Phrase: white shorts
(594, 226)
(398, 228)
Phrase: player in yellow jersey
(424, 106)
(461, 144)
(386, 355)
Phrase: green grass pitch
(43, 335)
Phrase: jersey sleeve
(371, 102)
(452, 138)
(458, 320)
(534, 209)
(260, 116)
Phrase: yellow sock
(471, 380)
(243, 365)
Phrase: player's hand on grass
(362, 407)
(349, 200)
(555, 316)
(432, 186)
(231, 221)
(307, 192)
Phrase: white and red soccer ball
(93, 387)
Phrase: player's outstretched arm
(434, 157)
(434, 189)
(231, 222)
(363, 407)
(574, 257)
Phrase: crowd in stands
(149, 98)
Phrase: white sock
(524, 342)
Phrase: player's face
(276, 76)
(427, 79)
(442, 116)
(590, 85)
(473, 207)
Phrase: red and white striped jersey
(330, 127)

============================================================

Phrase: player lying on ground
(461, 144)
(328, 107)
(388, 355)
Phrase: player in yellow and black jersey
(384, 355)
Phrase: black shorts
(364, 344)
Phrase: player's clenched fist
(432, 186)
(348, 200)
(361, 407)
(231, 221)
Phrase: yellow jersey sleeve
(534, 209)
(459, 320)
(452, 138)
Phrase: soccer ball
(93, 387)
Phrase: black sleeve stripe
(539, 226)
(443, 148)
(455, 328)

============================================================

_THE EXERCISE_. Find every line in the entries above that contains the string "ball" and copy each of those lines in full. Uppercase and lowercase letters count as different.

_EXERCISE OUTPUT_.
Phrase: white and red soccer ball
Phrase: soccer ball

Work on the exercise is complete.